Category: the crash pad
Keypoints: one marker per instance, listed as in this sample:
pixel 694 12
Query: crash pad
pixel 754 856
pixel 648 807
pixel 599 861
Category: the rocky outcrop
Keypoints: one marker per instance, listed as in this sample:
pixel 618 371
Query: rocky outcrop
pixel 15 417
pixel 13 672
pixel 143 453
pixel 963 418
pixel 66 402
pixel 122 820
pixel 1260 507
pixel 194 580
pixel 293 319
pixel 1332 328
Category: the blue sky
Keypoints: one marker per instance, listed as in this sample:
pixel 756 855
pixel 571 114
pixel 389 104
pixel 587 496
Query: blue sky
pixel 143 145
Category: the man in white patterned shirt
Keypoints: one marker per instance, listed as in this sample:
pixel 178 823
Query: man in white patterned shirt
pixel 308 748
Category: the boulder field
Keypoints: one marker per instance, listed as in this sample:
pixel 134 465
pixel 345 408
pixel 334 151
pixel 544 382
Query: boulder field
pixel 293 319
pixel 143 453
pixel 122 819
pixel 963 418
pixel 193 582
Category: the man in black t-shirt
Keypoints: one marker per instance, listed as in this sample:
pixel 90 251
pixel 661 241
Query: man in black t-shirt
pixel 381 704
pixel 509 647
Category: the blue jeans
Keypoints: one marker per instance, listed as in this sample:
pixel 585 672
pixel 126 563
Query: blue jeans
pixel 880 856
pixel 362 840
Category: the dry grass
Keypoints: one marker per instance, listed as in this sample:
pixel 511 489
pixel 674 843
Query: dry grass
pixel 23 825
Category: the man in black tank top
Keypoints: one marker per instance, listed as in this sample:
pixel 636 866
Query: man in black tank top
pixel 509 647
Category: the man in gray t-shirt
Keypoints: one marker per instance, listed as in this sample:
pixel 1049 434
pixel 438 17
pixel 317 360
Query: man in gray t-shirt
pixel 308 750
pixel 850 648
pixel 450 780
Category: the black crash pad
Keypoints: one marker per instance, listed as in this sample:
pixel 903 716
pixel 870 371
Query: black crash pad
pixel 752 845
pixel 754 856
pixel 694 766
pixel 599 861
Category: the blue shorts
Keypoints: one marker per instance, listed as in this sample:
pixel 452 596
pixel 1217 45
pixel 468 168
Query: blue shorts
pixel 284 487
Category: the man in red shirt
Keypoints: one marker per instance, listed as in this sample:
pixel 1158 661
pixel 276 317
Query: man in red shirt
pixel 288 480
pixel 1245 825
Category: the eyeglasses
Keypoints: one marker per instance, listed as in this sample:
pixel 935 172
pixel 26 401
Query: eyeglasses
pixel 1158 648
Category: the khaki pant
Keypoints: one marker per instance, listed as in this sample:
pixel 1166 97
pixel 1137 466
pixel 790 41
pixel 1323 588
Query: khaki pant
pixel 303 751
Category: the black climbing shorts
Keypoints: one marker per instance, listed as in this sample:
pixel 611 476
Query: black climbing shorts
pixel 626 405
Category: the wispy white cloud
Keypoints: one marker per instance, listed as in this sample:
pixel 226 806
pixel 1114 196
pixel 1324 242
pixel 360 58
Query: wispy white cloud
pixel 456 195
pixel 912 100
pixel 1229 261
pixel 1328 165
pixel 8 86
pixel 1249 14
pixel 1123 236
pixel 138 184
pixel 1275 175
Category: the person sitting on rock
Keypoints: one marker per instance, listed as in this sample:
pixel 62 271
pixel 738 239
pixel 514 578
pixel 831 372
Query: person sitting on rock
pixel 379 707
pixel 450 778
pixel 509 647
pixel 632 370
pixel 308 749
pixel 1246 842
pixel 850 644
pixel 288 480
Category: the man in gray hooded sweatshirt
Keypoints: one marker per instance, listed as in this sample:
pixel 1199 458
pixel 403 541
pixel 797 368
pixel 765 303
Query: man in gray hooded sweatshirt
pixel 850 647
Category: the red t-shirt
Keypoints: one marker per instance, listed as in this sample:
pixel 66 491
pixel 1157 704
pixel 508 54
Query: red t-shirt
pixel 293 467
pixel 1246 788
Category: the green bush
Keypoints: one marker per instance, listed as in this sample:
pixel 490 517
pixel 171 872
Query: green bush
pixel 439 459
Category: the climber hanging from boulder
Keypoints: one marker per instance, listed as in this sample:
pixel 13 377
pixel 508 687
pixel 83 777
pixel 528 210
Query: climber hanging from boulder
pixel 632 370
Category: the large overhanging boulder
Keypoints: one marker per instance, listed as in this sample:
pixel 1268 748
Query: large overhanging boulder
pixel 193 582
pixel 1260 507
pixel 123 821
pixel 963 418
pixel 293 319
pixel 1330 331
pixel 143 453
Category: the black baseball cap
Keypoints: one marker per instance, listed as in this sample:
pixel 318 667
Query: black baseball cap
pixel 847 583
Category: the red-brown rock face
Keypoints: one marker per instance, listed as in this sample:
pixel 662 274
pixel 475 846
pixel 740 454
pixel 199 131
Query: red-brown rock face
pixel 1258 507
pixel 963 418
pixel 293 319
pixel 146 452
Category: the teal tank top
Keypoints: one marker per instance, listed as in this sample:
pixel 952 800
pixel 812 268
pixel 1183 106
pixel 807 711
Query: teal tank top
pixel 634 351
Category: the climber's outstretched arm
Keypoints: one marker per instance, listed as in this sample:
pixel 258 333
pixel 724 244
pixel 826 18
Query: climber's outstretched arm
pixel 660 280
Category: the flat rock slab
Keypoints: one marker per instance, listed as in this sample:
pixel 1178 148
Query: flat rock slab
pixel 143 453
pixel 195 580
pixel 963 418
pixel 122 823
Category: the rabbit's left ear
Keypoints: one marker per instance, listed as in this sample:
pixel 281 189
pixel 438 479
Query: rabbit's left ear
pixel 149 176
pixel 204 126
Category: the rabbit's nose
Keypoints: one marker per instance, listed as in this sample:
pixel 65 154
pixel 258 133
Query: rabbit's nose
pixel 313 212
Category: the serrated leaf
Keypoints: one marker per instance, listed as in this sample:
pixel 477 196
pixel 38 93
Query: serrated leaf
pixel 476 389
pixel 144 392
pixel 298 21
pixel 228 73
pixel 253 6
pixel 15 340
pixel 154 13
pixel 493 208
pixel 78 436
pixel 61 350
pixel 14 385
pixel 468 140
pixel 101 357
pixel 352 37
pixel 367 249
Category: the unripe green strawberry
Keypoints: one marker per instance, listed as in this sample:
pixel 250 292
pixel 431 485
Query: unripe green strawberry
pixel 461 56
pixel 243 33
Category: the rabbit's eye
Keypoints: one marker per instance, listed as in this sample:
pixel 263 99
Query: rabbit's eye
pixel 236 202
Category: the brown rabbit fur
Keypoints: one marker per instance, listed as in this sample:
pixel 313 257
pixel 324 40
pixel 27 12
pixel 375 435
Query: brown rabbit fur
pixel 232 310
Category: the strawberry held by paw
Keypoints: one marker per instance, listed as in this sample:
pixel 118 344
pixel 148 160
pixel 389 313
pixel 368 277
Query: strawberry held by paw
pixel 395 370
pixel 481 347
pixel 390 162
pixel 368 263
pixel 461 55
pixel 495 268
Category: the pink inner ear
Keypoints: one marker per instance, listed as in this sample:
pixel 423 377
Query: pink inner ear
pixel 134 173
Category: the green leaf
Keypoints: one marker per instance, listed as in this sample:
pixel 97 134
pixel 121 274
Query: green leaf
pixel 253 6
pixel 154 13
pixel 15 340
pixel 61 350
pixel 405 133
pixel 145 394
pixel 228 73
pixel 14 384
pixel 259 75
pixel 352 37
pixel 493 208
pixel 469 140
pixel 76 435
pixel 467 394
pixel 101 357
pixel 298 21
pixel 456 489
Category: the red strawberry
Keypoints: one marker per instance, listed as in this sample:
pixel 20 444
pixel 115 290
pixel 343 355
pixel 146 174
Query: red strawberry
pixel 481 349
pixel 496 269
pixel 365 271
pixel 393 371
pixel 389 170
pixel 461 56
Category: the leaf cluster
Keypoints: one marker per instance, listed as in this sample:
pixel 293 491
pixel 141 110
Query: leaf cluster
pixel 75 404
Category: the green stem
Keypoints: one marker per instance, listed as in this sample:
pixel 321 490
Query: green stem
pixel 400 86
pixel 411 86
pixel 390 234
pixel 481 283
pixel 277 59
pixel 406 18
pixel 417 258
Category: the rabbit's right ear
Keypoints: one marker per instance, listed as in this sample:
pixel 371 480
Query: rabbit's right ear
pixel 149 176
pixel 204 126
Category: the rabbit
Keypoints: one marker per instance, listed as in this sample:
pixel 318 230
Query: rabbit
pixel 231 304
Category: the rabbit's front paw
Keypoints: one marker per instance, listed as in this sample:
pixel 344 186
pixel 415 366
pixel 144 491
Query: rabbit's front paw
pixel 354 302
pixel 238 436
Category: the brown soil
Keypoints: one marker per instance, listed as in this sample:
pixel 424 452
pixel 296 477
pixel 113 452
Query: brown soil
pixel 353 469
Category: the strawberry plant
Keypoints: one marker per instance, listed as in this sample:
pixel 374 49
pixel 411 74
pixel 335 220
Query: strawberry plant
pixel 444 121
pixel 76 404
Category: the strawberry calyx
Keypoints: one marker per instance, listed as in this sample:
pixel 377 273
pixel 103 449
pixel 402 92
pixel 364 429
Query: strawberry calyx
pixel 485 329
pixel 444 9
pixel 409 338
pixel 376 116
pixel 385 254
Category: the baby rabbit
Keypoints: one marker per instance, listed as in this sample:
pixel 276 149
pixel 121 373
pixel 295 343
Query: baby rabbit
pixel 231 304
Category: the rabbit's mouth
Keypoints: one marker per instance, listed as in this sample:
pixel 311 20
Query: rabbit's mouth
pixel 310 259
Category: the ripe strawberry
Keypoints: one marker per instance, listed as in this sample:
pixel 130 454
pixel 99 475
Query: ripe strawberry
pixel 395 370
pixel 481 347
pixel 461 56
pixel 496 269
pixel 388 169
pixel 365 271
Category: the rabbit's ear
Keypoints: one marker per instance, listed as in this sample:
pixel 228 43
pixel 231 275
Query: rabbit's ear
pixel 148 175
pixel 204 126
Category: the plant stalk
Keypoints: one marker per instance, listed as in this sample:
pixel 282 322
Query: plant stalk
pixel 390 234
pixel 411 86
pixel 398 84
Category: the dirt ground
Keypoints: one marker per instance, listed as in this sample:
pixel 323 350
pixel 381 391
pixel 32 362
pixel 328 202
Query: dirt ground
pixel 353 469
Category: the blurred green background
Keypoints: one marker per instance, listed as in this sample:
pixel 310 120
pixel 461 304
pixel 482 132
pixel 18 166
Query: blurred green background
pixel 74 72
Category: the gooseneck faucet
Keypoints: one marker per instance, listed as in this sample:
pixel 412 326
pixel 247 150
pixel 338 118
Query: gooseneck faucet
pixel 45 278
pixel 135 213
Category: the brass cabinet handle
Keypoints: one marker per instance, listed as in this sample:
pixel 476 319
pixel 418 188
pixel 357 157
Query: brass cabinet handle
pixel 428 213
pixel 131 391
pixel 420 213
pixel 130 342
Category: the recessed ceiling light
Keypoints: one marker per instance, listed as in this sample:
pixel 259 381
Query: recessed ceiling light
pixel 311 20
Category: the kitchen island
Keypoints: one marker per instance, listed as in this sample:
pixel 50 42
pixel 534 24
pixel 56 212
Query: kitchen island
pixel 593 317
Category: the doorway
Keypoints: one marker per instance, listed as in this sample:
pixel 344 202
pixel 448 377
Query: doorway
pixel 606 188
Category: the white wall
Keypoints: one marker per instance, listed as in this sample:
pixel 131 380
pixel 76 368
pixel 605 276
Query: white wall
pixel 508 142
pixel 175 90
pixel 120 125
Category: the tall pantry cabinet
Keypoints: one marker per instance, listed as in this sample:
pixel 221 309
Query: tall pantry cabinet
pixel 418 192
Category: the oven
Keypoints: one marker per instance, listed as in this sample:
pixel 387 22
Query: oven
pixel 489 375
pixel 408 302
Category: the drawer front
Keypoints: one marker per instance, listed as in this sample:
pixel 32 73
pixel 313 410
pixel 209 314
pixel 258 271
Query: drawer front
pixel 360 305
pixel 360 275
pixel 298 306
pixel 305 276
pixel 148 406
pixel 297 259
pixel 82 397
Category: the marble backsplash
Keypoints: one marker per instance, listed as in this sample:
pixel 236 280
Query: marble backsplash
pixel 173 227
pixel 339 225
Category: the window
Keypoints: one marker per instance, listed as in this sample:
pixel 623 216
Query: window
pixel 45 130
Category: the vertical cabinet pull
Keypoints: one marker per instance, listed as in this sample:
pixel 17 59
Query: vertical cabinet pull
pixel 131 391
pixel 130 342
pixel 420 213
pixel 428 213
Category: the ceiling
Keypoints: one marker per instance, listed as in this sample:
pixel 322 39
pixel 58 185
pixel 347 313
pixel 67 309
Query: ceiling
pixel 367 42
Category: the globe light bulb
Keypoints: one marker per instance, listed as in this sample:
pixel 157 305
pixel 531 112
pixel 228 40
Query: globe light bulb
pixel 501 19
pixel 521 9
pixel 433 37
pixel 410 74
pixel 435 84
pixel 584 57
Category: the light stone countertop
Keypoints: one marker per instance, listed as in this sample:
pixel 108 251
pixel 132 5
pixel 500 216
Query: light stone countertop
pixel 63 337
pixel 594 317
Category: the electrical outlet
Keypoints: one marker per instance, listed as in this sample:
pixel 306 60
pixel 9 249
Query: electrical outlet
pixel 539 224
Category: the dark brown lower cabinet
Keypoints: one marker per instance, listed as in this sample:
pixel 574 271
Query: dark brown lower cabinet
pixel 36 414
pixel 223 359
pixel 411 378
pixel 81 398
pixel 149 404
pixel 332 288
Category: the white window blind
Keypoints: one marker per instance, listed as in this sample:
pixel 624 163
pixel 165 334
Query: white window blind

##############################

▶ BRIEF: Copy the data again, from the line containing "Category: the black crash pad" through the line containing "pixel 626 405", but swap each "Query" for "Label" and leave everything else unchanged.

▶ PROBLEM SOLUTION:
Category: the black crash pad
Keypoints: one marker per instance, listed as in this sample:
pixel 903 716
pixel 870 371
Label: black crash pad
pixel 752 845
pixel 754 856
pixel 694 766
pixel 599 861
Category: the blue shorts
Keypoints: one marker per instance, listed as in this sample:
pixel 452 596
pixel 1217 45
pixel 468 168
Label: blue shorts
pixel 284 487
Category: the man in red shirt
Keypoints: one marker per instance, listed as in this sample:
pixel 1158 661
pixel 276 317
Label: man in red shirt
pixel 288 480
pixel 1245 825
Category: the eyeglasses
Keypoints: one marker per instance, listed as in this sample:
pixel 935 172
pixel 26 401
Label: eyeglasses
pixel 1158 648
Category: the khaki pant
Keypoints: one marker per instance, listed as in this sample:
pixel 1166 97
pixel 1137 466
pixel 790 41
pixel 1323 588
Label: khaki pant
pixel 303 751
Category: the black climbing shorts
Keypoints: one marker per instance, listed as in this sample:
pixel 611 476
Label: black climbing shorts
pixel 626 405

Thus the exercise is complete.